**Task instructions:**
Show every line of the material that follows in which the word "cloud" occurs.
#### Material for the task
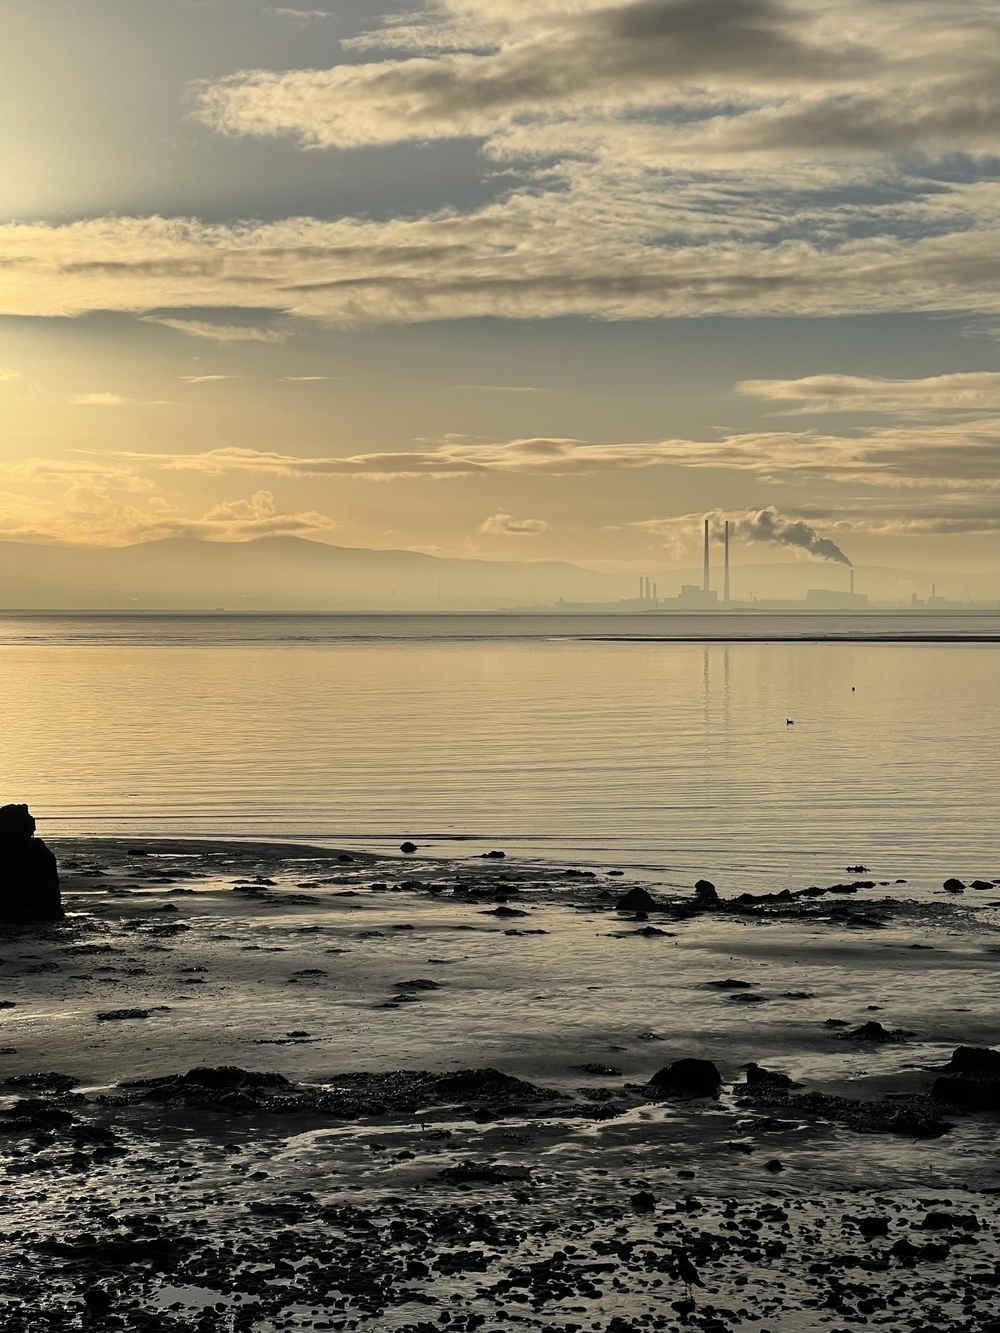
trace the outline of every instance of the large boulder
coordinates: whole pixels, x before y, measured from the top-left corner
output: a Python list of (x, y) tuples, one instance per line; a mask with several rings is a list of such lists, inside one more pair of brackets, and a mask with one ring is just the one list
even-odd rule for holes
[(959, 1046), (931, 1085), (931, 1097), (959, 1111), (1000, 1111), (1000, 1051)]
[(31, 925), (63, 915), (59, 869), (26, 805), (0, 806), (0, 922)]
[(710, 879), (700, 879), (694, 886), (695, 901), (699, 907), (718, 907), (719, 891)]
[(654, 1074), (647, 1087), (659, 1096), (715, 1097), (722, 1075), (711, 1060), (675, 1060)]
[(648, 889), (637, 885), (615, 903), (616, 912), (655, 912), (659, 904)]

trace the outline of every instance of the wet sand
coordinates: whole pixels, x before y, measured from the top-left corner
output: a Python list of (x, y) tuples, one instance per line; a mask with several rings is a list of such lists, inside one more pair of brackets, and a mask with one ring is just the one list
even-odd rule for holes
[[(0, 935), (2, 1078), (66, 1076), (0, 1088), (0, 1327), (1000, 1320), (996, 1114), (884, 1114), (997, 1043), (1000, 886), (693, 914), (651, 884), (642, 920), (640, 880), (573, 867), (54, 847), (65, 923)], [(684, 1057), (718, 1098), (650, 1096)], [(750, 1097), (749, 1062), (801, 1090)], [(288, 1083), (149, 1082), (199, 1066)], [(522, 1083), (347, 1078), (483, 1069)]]

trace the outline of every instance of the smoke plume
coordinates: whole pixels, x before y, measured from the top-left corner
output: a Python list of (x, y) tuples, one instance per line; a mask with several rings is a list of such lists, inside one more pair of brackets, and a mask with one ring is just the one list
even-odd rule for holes
[(821, 560), (835, 560), (838, 565), (851, 562), (836, 542), (821, 537), (814, 527), (801, 519), (782, 518), (773, 506), (750, 509), (733, 524), (735, 536), (748, 542), (777, 542), (779, 546), (797, 546)]

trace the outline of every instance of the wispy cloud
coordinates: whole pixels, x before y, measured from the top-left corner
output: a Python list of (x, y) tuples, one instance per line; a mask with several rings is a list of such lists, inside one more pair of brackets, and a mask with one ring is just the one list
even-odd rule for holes
[(264, 13), (275, 19), (289, 19), (302, 27), (308, 27), (313, 23), (324, 23), (334, 17), (326, 9), (293, 9), (287, 5), (265, 5)]
[(162, 324), (190, 338), (209, 338), (217, 343), (283, 343), (291, 336), (287, 329), (260, 328), (254, 324), (213, 324), (205, 319), (168, 319), (164, 315), (143, 315), (144, 323)]
[(541, 393), (541, 389), (533, 384), (453, 384), (451, 387), (479, 393)]
[(246, 448), (192, 454), (122, 453), (136, 466), (167, 471), (256, 472), (286, 477), (464, 477), (492, 473), (595, 476), (650, 467), (735, 469), (776, 484), (805, 478), (876, 487), (1000, 489), (1000, 422), (885, 426), (852, 435), (760, 431), (717, 440), (667, 439), (591, 444), (535, 438), (494, 444), (448, 440), (422, 450), (306, 458)]
[(214, 384), (217, 380), (236, 380), (239, 375), (181, 375), (185, 384)]
[(7, 366), (0, 366), (0, 381), (19, 380), (20, 378), (21, 372), (19, 370), (11, 370)]
[(134, 404), (135, 398), (126, 398), (120, 393), (100, 391), (96, 393), (77, 393), (70, 399), (76, 407), (126, 407)]
[(982, 412), (1000, 408), (1000, 374), (994, 371), (890, 380), (858, 375), (810, 375), (797, 380), (741, 380), (740, 393), (792, 402), (796, 413)]

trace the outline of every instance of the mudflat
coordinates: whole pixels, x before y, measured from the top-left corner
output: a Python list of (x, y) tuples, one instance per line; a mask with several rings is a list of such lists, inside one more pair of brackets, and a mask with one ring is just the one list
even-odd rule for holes
[(1000, 886), (52, 845), (66, 919), (0, 935), (3, 1329), (1000, 1321), (1000, 1105), (953, 1076)]

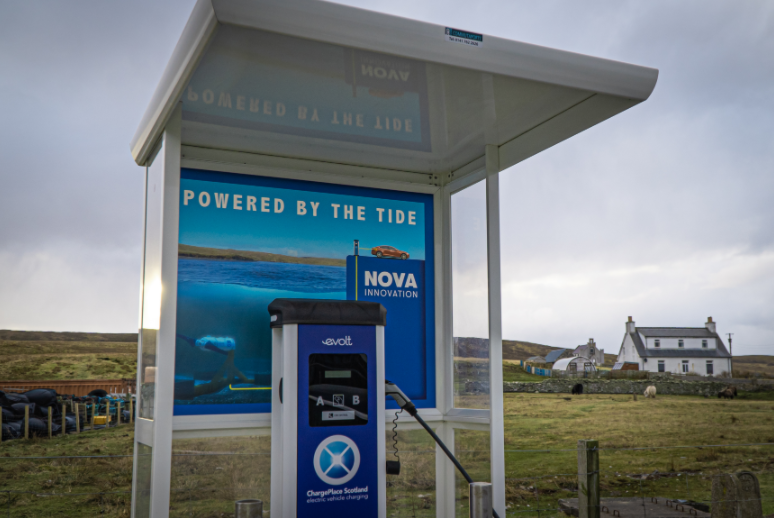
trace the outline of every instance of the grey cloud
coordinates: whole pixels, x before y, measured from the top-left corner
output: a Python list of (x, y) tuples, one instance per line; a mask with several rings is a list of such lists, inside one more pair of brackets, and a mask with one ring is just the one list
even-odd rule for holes
[[(594, 336), (615, 352), (629, 314), (713, 315), (735, 352), (774, 349), (774, 4), (341, 3), (660, 70), (642, 105), (503, 174), (506, 337)], [(0, 307), (0, 327), (136, 327), (142, 170), (128, 142), (192, 6), (0, 7), (0, 285), (88, 308)]]

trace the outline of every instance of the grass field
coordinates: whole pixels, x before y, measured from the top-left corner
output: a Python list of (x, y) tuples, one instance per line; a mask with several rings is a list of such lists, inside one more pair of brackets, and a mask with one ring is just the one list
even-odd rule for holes
[[(764, 515), (774, 513), (774, 394), (742, 393), (727, 401), (663, 396), (505, 394), (509, 513), (563, 516), (559, 498), (577, 496), (578, 439), (600, 442), (602, 496), (709, 500), (712, 475), (759, 472)], [(762, 444), (723, 447), (723, 444)], [(456, 434), (460, 461), (488, 479), (488, 432)], [(388, 452), (391, 442), (388, 441)], [(399, 432), (402, 474), (389, 477), (390, 516), (434, 516), (433, 445), (421, 430)], [(713, 445), (699, 448), (674, 446)], [(269, 437), (178, 439), (173, 443), (171, 516), (222, 517), (233, 502), (268, 498)], [(652, 448), (633, 450), (631, 448)], [(535, 451), (540, 450), (540, 451)], [(547, 451), (548, 450), (548, 451)], [(128, 516), (131, 458), (12, 460), (15, 456), (130, 455), (130, 426), (52, 440), (0, 445), (0, 491), (18, 490), (11, 516)], [(207, 455), (195, 455), (207, 453)], [(239, 455), (222, 455), (238, 453)], [(643, 479), (643, 475), (648, 475)], [(459, 513), (467, 501), (459, 486)], [(78, 493), (113, 492), (78, 495)], [(119, 493), (115, 493), (119, 492)], [(65, 496), (36, 496), (36, 495)], [(4, 497), (4, 495), (0, 495)], [(529, 511), (529, 512), (525, 512)]]
[(774, 377), (774, 356), (734, 356), (734, 374), (747, 373)]
[(0, 339), (0, 380), (134, 378), (134, 342)]

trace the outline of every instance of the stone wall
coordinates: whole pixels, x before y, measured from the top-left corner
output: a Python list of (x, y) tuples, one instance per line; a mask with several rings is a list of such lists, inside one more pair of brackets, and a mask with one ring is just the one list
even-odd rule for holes
[[(543, 382), (511, 381), (503, 383), (504, 392), (540, 392), (569, 394), (572, 387), (580, 383), (584, 394), (632, 394), (642, 395), (646, 387), (654, 385), (657, 394), (678, 396), (709, 396), (717, 397), (718, 392), (729, 383), (721, 381), (683, 381), (683, 380), (603, 380), (603, 379), (562, 379), (549, 378)], [(772, 390), (768, 384), (737, 385), (739, 390), (759, 392)]]

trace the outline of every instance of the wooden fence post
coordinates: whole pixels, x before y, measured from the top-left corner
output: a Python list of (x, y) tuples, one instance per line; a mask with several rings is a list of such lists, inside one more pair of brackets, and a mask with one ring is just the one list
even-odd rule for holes
[(30, 438), (30, 406), (24, 405), (24, 438)]
[(121, 401), (118, 402), (116, 415), (118, 416), (116, 418), (116, 426), (118, 426), (119, 424), (121, 424)]
[(599, 518), (599, 441), (578, 441), (579, 518)]
[(81, 409), (78, 403), (73, 403), (75, 406), (75, 433), (81, 433)]
[(97, 405), (95, 405), (94, 402), (92, 401), (91, 403), (91, 429), (92, 430), (94, 430), (94, 417), (96, 417), (96, 415), (97, 415)]
[(48, 438), (51, 438), (51, 424), (53, 420), (51, 419), (51, 407), (48, 407)]
[(105, 404), (105, 415), (107, 416), (105, 418), (105, 430), (108, 429), (110, 426), (110, 400), (107, 400), (107, 403)]
[(67, 403), (62, 402), (62, 435), (67, 435)]
[(0, 412), (0, 442), (3, 442), (3, 413)]
[(129, 394), (129, 423), (134, 422), (134, 399), (132, 394)]

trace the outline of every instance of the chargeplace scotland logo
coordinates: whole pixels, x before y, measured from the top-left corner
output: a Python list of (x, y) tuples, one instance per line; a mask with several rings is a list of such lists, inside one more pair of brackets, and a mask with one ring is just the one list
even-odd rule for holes
[(331, 435), (314, 452), (314, 470), (326, 484), (346, 484), (359, 467), (360, 450), (352, 439), (344, 435)]

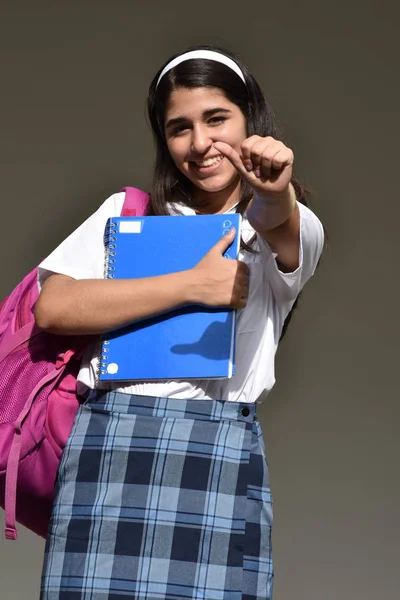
########
**Answer box:**
trace the outline of every instance of the wispy cloud
trace the outline of every instance of the grey cloud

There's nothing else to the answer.